--- Text segment ---
* Begin *

Leah Nyfeler loved to roast in the sun, once upon a time. Didn’t we all? Read more from Leah on her blog.
The two of us floated in the crystal-clear turquoise seawater of Hawksnest Bay and talked about tanning.
Background: I packed two one-gallon plastic bags of sunscreen for our week-long getaway to St. John, USVI. There was the ultra sunblock for extra-sensitive baby skin (yes, even though I’m 53, I wear baby lotion) and some 30 SPF with special moisturizing action. My spouse, being male, demands some spray-on “dude” stuff, mainly for self application. Special lip balm to keep those crusty-crusts from blistering.
Multiple bottle, various kinds, copious amounts.
And my tube of dermatologist-approved tinted facial sunscreen? It went in my carry-on bag because I DO NOT go anywhere without that. Ever.
He and I used almost all of that sunscreen I’d packed over the course of seven days, full of hours on the beach and in the pool. In addition to applying a whole lot of lotion, we sought shade whenever possible (under trees, hats, and assorted cover-ups…often with a rum punch).
This, I recalled as we paddled about the bay, was not how we grew up. Then, nobody ever wore sunscreen.
We were teenagers in the “tanning oil” era.
Chasing the Farrah Fawcett Ideal
The summer after my senior year in high school involved some serious self improvement (at least, to my 1980-vintage teen mind). I dedicated a lot of time to bleaching my hair in the sun and working on my tan.
I imagine that sentence will strike younger women much as the gas station scene in The Birds hits current-day viewers (instead of, as Hitchcock intended, focusing on the menacing and deadly birds, we watch wide-eyed while the unsuspecting victim allows his gas tank to overflow — gasp! the waste! the ecological horror!). I spent hours gently roasting in the backyard, rotating between my front and back sides, slathered in lemon juice (hair) and Johnson’s Baby Oil (every uncovered inch of skin). There was no concept of “protection” from the sun’s rays. I was going for a California-movie-star look, as epitomized in 1976 (and for all time) by that ubiquitous Farrah Fawcett poster.

* End *

--- Your tasks ---
(1) In the essay about tanning, what was the destination of the week-long getaway?
(2) List every sun-protection product the essay about tanning says was packed for the trip.

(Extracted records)
* Begin *

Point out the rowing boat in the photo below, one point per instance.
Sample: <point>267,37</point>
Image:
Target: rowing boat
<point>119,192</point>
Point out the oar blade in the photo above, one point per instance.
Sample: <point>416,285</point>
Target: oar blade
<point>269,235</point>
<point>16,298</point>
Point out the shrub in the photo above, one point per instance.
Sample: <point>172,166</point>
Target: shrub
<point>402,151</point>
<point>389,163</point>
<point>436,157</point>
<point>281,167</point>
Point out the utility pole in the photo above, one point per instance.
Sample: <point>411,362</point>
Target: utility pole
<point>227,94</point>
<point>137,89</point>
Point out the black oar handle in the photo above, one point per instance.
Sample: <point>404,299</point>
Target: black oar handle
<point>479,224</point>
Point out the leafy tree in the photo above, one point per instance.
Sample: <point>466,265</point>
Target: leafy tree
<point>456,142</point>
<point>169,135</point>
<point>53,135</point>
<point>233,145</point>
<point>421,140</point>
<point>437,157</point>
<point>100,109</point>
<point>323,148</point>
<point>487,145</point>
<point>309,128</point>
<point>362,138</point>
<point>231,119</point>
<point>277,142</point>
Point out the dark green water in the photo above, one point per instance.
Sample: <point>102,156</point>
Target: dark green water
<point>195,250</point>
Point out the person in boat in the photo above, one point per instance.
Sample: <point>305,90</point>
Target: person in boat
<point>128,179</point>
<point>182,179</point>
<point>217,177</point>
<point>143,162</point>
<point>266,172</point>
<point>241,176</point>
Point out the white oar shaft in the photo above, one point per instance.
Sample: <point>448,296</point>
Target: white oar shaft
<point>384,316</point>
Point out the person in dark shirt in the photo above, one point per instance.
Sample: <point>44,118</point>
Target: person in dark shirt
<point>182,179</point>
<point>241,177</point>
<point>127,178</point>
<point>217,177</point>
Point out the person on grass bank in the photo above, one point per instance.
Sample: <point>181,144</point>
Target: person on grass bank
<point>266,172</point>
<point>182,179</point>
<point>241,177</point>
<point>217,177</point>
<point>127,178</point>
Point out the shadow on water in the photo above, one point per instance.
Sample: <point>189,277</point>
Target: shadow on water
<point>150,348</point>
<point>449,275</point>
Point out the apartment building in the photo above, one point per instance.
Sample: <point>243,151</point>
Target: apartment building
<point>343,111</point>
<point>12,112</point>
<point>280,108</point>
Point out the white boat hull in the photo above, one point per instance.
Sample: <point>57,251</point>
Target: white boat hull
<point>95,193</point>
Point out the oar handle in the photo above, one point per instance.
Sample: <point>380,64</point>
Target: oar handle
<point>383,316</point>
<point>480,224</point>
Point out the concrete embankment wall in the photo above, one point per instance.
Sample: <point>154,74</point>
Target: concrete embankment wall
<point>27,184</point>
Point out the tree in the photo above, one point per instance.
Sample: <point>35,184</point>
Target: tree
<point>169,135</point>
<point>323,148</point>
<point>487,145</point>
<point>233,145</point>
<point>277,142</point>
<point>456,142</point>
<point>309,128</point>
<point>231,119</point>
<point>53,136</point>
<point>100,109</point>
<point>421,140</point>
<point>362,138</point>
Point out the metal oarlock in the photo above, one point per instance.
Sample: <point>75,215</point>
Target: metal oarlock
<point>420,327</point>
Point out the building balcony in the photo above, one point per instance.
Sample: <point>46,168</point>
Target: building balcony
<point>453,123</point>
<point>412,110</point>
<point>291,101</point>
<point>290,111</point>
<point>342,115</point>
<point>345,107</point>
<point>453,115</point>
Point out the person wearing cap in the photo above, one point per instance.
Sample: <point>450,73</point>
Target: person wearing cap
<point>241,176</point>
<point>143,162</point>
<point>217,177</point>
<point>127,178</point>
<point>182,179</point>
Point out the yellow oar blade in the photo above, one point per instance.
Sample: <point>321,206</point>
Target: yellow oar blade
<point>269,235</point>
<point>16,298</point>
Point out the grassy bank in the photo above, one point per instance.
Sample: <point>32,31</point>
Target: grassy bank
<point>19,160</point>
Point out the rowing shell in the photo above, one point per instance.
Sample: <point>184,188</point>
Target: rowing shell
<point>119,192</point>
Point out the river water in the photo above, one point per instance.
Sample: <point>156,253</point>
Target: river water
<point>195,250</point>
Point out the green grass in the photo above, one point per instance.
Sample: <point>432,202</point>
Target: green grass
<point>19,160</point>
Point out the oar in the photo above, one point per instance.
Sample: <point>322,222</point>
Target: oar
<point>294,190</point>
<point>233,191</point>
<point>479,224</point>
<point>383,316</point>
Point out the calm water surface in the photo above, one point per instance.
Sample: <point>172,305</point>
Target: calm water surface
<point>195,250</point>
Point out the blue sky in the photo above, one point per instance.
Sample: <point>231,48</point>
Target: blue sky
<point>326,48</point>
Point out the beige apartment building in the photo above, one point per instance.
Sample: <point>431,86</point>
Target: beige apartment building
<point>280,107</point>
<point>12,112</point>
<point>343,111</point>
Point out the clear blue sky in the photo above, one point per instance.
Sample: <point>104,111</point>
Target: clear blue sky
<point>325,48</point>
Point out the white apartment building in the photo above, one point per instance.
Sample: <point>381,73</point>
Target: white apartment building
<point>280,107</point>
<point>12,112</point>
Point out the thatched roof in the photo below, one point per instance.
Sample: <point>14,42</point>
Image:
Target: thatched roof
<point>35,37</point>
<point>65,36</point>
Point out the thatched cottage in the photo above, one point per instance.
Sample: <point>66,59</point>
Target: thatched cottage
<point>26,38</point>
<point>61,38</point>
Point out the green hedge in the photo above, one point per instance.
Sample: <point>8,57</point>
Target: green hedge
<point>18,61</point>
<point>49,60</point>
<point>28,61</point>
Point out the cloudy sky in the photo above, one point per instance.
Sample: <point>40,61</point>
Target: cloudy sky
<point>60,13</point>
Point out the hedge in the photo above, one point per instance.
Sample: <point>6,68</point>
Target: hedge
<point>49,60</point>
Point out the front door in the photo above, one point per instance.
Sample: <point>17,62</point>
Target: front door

* End *

--- Task answers ---
(1) St. John, USVI.

(2)
- Ultra sunblock for extra-sensitive baby skin
- 30 SPF sunscreen with special moisturizing action
- Spray-on "dude" sunscreen
- Special lip balm
- Dermatologist-approved tinted facial sunscreen